** Start DATA FOR THE TASK **

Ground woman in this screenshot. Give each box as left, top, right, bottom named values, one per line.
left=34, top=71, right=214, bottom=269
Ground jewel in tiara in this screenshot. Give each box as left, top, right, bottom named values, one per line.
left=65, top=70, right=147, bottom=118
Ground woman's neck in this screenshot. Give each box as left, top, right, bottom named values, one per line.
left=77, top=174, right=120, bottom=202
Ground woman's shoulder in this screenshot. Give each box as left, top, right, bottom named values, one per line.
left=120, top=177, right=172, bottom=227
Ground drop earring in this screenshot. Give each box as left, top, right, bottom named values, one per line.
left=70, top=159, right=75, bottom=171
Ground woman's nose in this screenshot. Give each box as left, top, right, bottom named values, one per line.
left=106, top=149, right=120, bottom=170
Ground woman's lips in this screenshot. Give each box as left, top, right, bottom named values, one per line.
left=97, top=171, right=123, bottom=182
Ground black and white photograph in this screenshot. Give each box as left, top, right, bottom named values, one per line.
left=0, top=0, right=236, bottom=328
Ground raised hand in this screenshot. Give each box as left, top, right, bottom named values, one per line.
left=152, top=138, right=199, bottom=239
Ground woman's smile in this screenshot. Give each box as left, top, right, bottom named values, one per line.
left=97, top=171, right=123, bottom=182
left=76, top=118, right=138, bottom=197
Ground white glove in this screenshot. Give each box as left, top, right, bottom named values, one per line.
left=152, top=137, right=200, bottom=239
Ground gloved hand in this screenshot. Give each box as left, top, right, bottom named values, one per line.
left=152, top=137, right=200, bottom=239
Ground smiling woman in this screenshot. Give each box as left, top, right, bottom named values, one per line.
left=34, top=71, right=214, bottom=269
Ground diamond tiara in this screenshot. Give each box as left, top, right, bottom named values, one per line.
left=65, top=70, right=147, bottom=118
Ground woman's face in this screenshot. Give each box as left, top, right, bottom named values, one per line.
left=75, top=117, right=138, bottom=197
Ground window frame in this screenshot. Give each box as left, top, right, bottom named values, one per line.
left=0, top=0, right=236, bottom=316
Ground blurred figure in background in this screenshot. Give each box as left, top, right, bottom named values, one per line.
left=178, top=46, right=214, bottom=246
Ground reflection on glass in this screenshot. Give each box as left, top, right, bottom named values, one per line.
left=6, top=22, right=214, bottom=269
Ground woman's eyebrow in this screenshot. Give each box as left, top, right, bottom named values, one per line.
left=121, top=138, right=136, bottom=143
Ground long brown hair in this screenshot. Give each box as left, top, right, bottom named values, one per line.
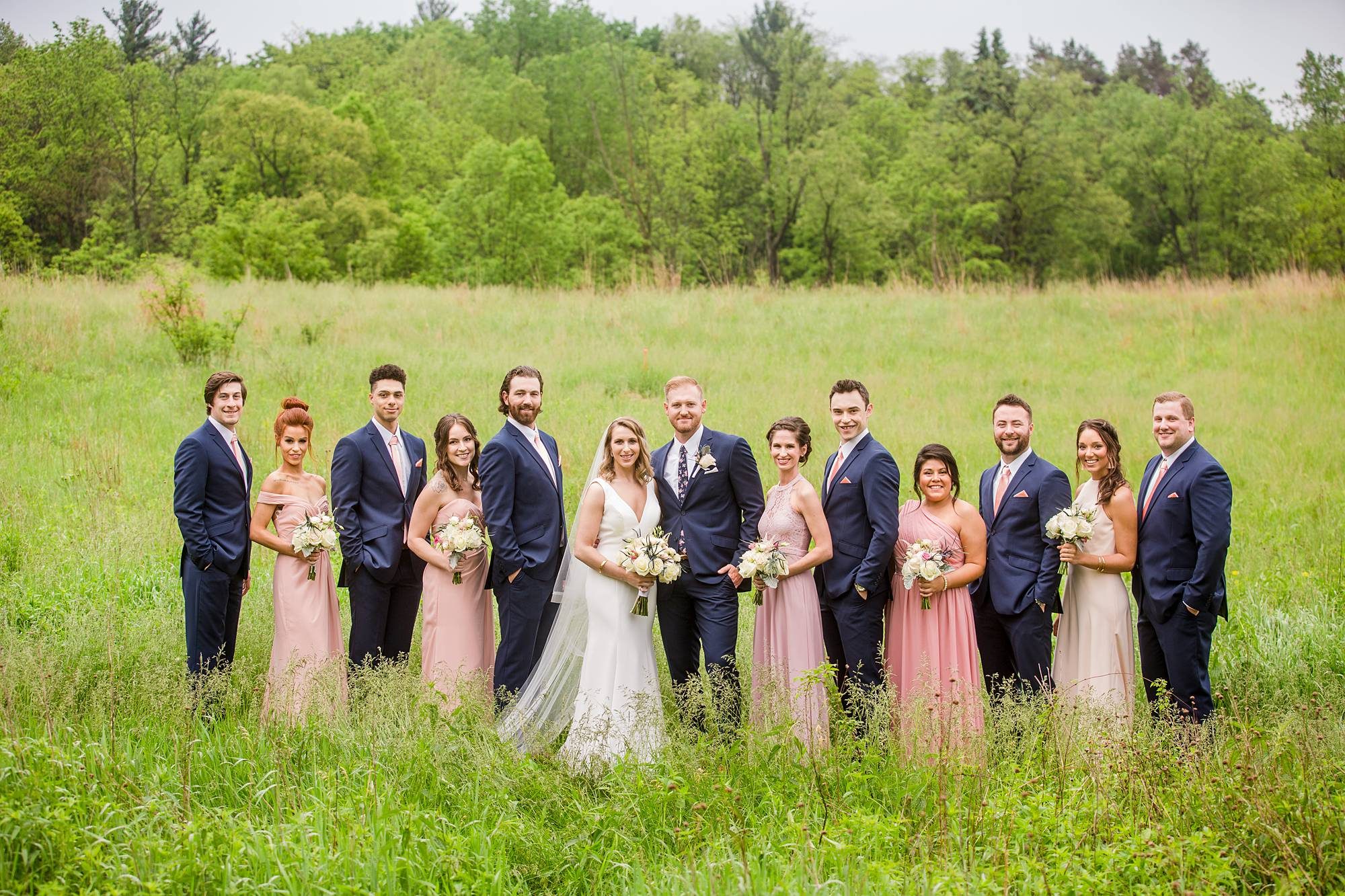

** End DATA FOR THE TASK **

Please lay out the listing from the line with "Ground smiling woman" up to and including the line with "left=75, top=117, right=138, bottom=197" as a two-column CSV headed prompt_text and box_values, with one row for each text and its answer. Put each value in its own double-quoted field, with line breaks replaced by spaces.

prompt_text,box_values
"Ground smiling woman in this screenshot. Give each box as left, top, right, bottom named values, one per line.","left=34, top=71, right=214, bottom=269"
"Ground diamond tiara in this screenshot. Give each box as left, top, right, bottom named values, one per line.","left=65, top=70, right=147, bottom=118"
"Ground woman's face in this screenshot. Give each box as left, top, right, bottom named values, one per line.","left=75, top=117, right=138, bottom=197"